Trecho do documento →

Um jovem médico de 28 anos, mobilizado,em 1971, para a guerra colonial portuguesa em Angola, onde se defronta com seus horrores e desolações, escreve cartas para sua esposa em Portugal, relatando sua solidão naquele meio hostil.
Essa a síntese do filme português Cartas da Guerra, de Ivo M. Ferreira, selecionado para a competição internacional no 66º. Festival de Cinema de Berlim. Porém, não são tão simples e nem anônimas essas cartas, pois foram escritas por quem ainda não era mas se tornou o mais importante escritor português contemporâneo, Antonio Lobo Antunes.
Antes de se tornarem filme, as cartas tinham sido reunidas num livro pelas filhas do casal, já que a esposa à qual eram endereçadas as cartas, escritas de 1971 a 1973, falecera em 1976.
No prefácio, escreveram as filhas: “As cartas deste livro foram escritas por um homem de 28 anos na privacidade da sua relação com a mulher, isolado de tudo e de todos durante dois anos de guerra colonial em Angola, sem pensar que algum dia viriam a ser lidas por mais alguém. Não vamos aqui descrever o que são essas cartas: cada pessoa irá lê-las de forma diferente, seguramente distinta da nossa. Mas qualquer que seja a abordagem, literária, biográfica, documento de guerra ou história de amor, sabemos que é extraordinária em todos esses aspectos (…) Este é o livro do amor dos nossos pais, de onde nascemos e do qual nos orgulhamos. Nascemos de duas pessoas invulgares em tudo, que em parte vos damos a conhecer nestas cartas. O resto é nosso.” Maria José Lobo Antunes e Joana Lobo Antunes.
Aguçando nossa curiosidade sobre esse filme ainda inédito com estréia em Berlim, a produtora do filme Som e Fúria, acrescenta algumas indicações sobre o autor das cartas: “Longe de tudo que ama, escreve cartas à mulher à medida que se afunda num cenário de crescente violência. Enquanto percorre diversos aquartelamentos, apaixona-se por África e amadurece politicamente. A seu lado, uma geração desespera pelo regresso. Na incerteza dos acontecimentos de guerra, apenas as cartas o podem fazer sobreviver.”
O realizador Ivo M. Ferreira é da geração pós-guerra colonial, nasceu em setembro de 1975, alguns meses depois da Revolução dos Cravos e da independência das colônias. A realização do filme também encerra uma história de amor: a atriz que vive Maria José, esposa do escritor, é Margarida Villa-Nova, esposa do realizador .
***
Rui Martins é jornalista e escritor. Vive em Berna, Suiça e cobrirá o Festival de Berlim (Berlinale), no início de fevereiro.

Tarefa → Reescreva o trecho do texto sobre o filme Cartas da Guerra que começa em "Um jovem médico" e termina em "falecera em 1976.", trocando "esposa" por "mulher". O material abaixo é independente do texto.

Trechos do material →
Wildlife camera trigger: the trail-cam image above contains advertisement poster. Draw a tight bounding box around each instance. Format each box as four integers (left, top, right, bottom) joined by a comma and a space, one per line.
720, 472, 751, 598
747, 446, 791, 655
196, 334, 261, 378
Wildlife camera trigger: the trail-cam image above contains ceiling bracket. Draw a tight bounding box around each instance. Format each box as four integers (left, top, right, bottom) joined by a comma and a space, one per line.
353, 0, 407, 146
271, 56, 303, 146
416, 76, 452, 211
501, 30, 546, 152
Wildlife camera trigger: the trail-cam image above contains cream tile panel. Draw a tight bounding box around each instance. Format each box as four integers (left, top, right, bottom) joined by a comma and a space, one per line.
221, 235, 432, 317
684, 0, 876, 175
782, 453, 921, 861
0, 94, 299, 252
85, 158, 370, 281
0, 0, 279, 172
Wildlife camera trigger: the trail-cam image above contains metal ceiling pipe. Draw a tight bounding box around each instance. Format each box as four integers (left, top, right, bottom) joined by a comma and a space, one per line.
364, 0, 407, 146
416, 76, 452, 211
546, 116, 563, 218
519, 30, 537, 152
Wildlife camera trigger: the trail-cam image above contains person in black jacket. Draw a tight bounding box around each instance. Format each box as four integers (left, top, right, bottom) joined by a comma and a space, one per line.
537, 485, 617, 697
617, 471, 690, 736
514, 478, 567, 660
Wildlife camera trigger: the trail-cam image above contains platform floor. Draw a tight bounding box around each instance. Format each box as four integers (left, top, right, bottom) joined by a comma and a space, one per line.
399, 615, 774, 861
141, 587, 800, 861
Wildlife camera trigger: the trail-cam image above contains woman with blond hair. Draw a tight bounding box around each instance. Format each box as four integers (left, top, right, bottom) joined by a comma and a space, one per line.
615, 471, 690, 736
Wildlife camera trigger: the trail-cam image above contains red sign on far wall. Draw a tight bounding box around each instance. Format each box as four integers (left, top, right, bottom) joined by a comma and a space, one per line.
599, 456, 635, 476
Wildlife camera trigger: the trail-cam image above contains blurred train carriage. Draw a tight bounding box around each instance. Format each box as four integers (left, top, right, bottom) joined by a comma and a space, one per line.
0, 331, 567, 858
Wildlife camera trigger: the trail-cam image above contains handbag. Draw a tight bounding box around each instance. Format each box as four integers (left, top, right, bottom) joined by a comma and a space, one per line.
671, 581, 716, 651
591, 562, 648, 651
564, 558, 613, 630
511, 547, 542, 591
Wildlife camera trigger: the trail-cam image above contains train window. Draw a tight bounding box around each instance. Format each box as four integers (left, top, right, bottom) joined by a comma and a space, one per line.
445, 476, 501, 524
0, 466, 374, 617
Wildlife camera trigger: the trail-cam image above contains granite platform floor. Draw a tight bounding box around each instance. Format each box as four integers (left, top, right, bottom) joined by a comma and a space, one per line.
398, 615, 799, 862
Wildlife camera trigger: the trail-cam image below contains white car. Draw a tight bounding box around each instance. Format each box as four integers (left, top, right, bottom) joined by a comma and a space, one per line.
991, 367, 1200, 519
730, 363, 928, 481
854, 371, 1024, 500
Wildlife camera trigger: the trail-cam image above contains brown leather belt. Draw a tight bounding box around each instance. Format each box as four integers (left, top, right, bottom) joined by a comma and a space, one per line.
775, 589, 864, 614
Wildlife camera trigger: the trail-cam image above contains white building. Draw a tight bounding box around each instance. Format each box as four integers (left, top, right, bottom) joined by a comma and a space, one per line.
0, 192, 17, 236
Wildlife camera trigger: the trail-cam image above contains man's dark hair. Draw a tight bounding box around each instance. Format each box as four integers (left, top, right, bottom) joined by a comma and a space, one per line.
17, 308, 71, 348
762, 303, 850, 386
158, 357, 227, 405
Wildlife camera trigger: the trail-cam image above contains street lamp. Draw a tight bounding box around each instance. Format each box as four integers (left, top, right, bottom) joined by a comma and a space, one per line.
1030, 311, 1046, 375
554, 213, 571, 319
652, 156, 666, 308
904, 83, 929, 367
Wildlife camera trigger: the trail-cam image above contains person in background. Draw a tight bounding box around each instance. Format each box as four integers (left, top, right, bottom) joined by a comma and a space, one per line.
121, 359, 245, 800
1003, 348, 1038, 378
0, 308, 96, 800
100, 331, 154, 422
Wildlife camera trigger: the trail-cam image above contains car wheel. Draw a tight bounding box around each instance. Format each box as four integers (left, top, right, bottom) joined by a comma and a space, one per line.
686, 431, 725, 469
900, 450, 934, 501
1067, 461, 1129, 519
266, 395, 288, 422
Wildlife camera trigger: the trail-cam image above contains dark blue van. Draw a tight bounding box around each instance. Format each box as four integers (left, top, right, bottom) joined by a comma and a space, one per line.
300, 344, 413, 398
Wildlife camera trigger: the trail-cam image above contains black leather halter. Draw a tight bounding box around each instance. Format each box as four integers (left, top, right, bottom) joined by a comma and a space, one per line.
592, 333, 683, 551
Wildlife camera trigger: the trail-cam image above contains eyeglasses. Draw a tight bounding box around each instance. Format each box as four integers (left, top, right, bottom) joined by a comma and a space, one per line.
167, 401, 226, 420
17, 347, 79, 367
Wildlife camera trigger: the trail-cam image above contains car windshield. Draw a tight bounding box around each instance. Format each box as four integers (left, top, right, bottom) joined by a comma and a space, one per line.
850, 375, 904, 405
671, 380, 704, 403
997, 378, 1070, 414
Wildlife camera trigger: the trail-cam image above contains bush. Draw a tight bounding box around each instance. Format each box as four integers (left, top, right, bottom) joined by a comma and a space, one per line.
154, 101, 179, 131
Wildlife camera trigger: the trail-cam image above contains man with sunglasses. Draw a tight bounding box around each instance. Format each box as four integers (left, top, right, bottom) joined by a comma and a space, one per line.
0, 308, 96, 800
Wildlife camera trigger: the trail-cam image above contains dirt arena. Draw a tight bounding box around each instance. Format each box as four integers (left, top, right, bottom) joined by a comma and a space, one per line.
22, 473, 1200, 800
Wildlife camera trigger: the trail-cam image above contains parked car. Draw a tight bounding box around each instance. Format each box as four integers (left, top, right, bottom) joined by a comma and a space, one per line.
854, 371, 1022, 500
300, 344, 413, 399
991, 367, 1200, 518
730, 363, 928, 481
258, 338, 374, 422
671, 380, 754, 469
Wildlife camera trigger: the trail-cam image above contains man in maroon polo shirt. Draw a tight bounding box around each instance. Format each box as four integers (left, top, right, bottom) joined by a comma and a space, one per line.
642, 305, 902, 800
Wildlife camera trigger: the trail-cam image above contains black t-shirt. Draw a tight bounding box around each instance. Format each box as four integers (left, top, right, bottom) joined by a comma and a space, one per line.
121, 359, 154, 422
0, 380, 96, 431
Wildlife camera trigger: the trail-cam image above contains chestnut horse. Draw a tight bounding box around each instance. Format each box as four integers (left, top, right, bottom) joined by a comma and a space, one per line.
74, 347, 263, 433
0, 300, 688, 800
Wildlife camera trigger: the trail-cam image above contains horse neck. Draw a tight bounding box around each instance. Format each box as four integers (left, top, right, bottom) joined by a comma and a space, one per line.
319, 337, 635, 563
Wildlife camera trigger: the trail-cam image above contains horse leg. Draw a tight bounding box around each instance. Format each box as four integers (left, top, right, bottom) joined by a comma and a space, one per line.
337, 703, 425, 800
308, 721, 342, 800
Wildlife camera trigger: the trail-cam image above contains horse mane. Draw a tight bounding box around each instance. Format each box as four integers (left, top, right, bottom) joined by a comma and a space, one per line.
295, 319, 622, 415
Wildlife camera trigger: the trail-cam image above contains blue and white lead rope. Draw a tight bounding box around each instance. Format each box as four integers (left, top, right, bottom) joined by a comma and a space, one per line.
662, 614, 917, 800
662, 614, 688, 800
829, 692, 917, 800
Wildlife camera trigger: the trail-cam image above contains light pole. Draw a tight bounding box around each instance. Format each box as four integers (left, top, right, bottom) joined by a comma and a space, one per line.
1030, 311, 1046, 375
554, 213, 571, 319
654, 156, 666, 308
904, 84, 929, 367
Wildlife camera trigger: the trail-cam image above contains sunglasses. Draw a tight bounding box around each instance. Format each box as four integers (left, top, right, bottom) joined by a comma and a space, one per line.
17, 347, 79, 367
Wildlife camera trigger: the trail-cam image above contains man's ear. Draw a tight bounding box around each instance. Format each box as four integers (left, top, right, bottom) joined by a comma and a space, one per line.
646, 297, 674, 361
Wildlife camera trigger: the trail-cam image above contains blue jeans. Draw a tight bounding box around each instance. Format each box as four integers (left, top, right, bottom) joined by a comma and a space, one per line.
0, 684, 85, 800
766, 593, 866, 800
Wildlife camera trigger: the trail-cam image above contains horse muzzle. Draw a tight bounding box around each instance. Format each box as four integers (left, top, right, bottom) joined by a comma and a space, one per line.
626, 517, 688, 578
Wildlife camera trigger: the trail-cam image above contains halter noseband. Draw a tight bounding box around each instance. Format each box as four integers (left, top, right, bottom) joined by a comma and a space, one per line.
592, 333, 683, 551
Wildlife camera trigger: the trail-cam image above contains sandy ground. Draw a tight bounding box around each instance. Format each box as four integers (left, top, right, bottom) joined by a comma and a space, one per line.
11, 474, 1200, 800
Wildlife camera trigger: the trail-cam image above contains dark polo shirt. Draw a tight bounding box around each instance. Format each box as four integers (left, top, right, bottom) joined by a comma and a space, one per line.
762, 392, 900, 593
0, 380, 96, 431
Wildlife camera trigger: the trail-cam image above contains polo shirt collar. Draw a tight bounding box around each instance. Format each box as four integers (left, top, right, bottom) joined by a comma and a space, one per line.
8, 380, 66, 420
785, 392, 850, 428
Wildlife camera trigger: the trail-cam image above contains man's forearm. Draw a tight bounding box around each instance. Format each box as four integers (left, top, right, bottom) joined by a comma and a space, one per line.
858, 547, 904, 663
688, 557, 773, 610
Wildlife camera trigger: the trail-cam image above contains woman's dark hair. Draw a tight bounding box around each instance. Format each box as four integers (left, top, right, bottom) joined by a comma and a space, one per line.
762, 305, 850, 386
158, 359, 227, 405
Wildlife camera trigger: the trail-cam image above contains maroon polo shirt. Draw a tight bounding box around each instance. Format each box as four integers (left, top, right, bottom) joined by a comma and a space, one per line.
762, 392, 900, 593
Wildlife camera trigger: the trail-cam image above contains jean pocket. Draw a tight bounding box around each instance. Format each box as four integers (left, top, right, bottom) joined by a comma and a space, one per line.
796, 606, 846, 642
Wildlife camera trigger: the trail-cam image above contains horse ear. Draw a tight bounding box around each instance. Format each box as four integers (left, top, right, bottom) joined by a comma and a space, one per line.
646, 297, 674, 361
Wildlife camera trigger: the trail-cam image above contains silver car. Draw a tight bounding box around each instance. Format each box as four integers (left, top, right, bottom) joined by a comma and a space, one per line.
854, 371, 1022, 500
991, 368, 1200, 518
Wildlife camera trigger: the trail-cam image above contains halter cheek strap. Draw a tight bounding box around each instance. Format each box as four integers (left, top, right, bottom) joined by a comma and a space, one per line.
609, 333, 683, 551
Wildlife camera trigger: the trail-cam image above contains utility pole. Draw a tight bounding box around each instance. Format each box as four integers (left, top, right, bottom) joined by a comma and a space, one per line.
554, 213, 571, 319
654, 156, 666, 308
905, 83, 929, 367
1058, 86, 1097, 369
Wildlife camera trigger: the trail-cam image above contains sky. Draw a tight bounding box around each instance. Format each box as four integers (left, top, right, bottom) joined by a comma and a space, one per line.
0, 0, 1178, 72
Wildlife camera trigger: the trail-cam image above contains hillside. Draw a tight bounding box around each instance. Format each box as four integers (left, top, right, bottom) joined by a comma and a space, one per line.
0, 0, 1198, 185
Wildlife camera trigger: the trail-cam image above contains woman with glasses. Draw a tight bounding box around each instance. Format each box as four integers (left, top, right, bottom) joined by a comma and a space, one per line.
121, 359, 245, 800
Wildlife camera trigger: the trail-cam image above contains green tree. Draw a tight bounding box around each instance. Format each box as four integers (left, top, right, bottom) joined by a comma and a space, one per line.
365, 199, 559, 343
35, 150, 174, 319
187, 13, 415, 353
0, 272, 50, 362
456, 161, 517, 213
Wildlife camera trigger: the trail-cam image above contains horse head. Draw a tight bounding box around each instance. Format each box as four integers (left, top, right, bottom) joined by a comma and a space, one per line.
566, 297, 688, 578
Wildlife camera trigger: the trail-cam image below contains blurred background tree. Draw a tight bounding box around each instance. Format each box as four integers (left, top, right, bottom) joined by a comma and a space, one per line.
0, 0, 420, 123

Resposta →
Um jovem médico de 28 anos, mobilizado,em 1971, para a guerra colonial portuguesa em Angola, onde se defronta com seus horrores e desolações, escreve cartas para sua mulher em Portugal, relatando sua solidão naquele meio hostil.
Essa a síntese do filme português Cartas da Guerra, de Ivo M. Ferreira, selecionado para a competição internacional no 66º. Festival de Cinema de Berlim. Porém, não são tão simples e nem anônimas essas cartas, pois foram escritas por quem ainda não era mas se tornou o mais importante escritor português contemporâneo, Antonio Lobo Antunes.
Antes de se tornarem filme, as cartas tinham sido reunidas num livro pelas filhas do casal, já que a mulher à qual eram endereçadas as cartas, escritas de 1971 a 1973, falecera em 1976.